> **WHAT IS NEEDED**
Would you write out every record that follows exactly, with the pictures left out?

::: WORKING DATA

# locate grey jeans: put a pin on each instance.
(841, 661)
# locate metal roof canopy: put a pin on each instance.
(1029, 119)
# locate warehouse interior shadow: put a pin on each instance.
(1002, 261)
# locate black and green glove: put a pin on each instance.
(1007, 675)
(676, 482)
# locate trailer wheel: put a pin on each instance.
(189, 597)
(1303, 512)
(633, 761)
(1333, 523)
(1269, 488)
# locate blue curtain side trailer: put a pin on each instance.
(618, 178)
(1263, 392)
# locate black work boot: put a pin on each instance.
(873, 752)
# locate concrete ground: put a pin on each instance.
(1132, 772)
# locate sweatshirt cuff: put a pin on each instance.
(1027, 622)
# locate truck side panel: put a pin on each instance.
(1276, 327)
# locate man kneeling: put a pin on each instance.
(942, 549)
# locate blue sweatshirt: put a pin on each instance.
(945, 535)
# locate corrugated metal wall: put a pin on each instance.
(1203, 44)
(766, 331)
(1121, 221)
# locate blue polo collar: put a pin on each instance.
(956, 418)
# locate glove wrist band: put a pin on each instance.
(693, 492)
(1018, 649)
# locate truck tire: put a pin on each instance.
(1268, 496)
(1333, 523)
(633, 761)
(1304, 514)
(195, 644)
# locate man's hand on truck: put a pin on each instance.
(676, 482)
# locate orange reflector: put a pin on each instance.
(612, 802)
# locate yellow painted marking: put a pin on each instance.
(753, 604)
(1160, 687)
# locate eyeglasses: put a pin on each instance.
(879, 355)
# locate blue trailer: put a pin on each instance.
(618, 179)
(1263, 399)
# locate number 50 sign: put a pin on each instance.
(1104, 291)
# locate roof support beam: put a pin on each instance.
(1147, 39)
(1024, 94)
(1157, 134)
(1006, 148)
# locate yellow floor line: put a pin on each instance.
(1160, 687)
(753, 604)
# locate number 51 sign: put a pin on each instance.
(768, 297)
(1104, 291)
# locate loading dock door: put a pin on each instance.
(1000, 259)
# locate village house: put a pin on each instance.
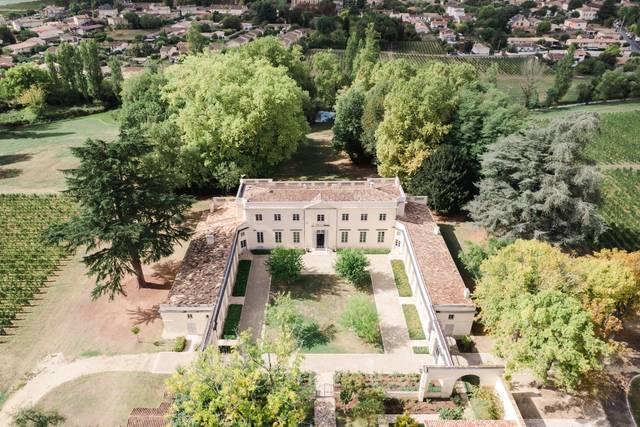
(53, 11)
(575, 24)
(106, 10)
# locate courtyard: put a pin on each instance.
(320, 296)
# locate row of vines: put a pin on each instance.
(507, 65)
(26, 261)
(620, 208)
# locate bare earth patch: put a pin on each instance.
(105, 399)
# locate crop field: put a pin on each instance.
(422, 47)
(511, 66)
(27, 262)
(621, 208)
(619, 141)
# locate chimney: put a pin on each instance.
(210, 239)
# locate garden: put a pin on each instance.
(325, 313)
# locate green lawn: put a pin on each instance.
(414, 325)
(323, 298)
(105, 399)
(240, 287)
(400, 276)
(317, 160)
(32, 157)
(230, 328)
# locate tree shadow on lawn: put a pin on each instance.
(312, 287)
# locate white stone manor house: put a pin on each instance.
(316, 216)
(326, 216)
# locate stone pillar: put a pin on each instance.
(424, 383)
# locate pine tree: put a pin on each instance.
(128, 213)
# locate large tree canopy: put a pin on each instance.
(536, 186)
(542, 317)
(417, 117)
(244, 388)
(236, 115)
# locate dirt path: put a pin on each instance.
(56, 371)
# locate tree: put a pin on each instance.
(532, 72)
(484, 114)
(231, 21)
(234, 115)
(327, 77)
(116, 76)
(196, 42)
(285, 264)
(256, 384)
(6, 36)
(535, 324)
(613, 84)
(36, 417)
(536, 185)
(417, 116)
(367, 55)
(347, 127)
(265, 11)
(92, 72)
(127, 214)
(447, 178)
(34, 99)
(352, 265)
(564, 74)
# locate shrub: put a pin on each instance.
(465, 344)
(401, 279)
(285, 264)
(361, 317)
(370, 403)
(451, 413)
(352, 265)
(180, 344)
(405, 420)
(34, 416)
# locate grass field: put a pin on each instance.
(32, 157)
(323, 298)
(105, 399)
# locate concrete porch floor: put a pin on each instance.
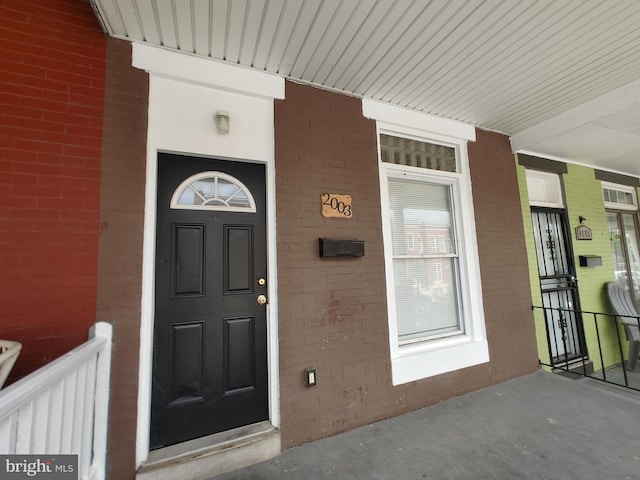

::::::

> **RESULT OF THE EXERCISE**
# locate grey jeans: put a pin on each instance.
(841, 661)
# locate metal roof canopy: put a pin on each instance.
(1029, 119)
# locate warehouse interior shadow: put a pin on each instance.
(1002, 261)
# locate black and green glove: put a pin on each instance.
(1007, 675)
(676, 482)
# locate trailer wheel: put a pin on each instance.
(189, 597)
(1303, 512)
(633, 761)
(1333, 523)
(1269, 488)
# locate blue curtain side trailer: put a pin on each instance.
(618, 178)
(1263, 392)
# locate black work boot: put a pin on each instance.
(873, 752)
# locate concrete ground: put a pin on each instance.
(1132, 772)
# locate sweatshirt cuff: put a pin on each instance.
(1027, 622)
# locate truck side panel: put a pin on each instance.
(1276, 327)
# locate man kneeling: put a pin on each instance.
(942, 549)
# locate blue sweatshirt: put a pin on each instance.
(945, 535)
# locate corrugated metal wall: put a pin on each instance.
(1203, 44)
(766, 331)
(1121, 221)
# locate blue polo collar: put a pin on each instance.
(956, 418)
# locate glove wrist band: put a pin on each instance.
(693, 492)
(1018, 649)
# locate truck tire: put a pin on each instance.
(1268, 496)
(1333, 523)
(633, 761)
(1304, 514)
(195, 644)
# locate man's hand on truck: put a pin on each instance.
(676, 482)
# locate orange reflector: put a pin on each instance.
(612, 802)
# locate yellow painted marking: put a pin on each instance.
(753, 604)
(1160, 687)
# locate eyeglasses: put a pin on each instance.
(879, 355)
# locate blue trailer: put a pin on each instance.
(618, 179)
(1263, 399)
# locate number 50 sign: put a pin on each instance.
(1104, 291)
# locate roof support beam: put a pin on each instance.
(1147, 39)
(1024, 94)
(1157, 134)
(1006, 148)
# locate yellow floor line: put a pin on each instance.
(1160, 687)
(753, 604)
# locate number 51 sign: put a pin on each instance.
(768, 297)
(1104, 291)
# locate loading dock door: put a pin on each instance.
(1000, 259)
# locate village house: put a pin on each instance.
(53, 11)
(575, 24)
(106, 10)
# locate courtyard: put a pin on each instance.
(320, 296)
# locate row of vines: put a pin on each instance.
(507, 65)
(26, 261)
(620, 208)
# locate bare earth patch: put a pin on each instance.
(105, 399)
# locate crop field: put a pin on each instance.
(422, 47)
(511, 66)
(27, 262)
(621, 208)
(619, 141)
# locate chimney: put a pin on each instance.
(210, 239)
# locate garden: put a pin on each instance.
(325, 313)
# locate green lawn: put a pin on each instance.
(414, 325)
(323, 298)
(105, 399)
(240, 287)
(400, 276)
(317, 160)
(32, 157)
(230, 328)
# locate tree shadow on lawn: put a pin on each instance.
(312, 287)
# locate white stone manor house: put a pin on each instance.
(316, 216)
(326, 216)
# locate stone pillar: put a pin on each instance.
(424, 383)
# locate pine tree: put a pin on each instance.
(128, 213)
# locate large tree canopy: put a pin on each instance.
(536, 186)
(542, 317)
(417, 117)
(244, 388)
(236, 115)
# locate dirt path: put a pin on each instance.
(56, 371)
# locate tree: put a pin on each instance.
(532, 72)
(484, 114)
(231, 21)
(234, 115)
(327, 77)
(116, 76)
(196, 42)
(285, 264)
(256, 384)
(6, 36)
(535, 324)
(613, 84)
(36, 417)
(536, 185)
(417, 116)
(367, 55)
(347, 127)
(265, 11)
(92, 72)
(127, 214)
(447, 178)
(34, 99)
(352, 265)
(564, 74)
# locate shrub: put a pin on each instance.
(465, 344)
(401, 279)
(285, 264)
(361, 317)
(370, 403)
(451, 413)
(352, 265)
(180, 344)
(405, 420)
(34, 416)
# locate grass field: put a pin on each instance.
(32, 157)
(323, 298)
(105, 399)
# locate concrete porch floor: put a pin on each instance.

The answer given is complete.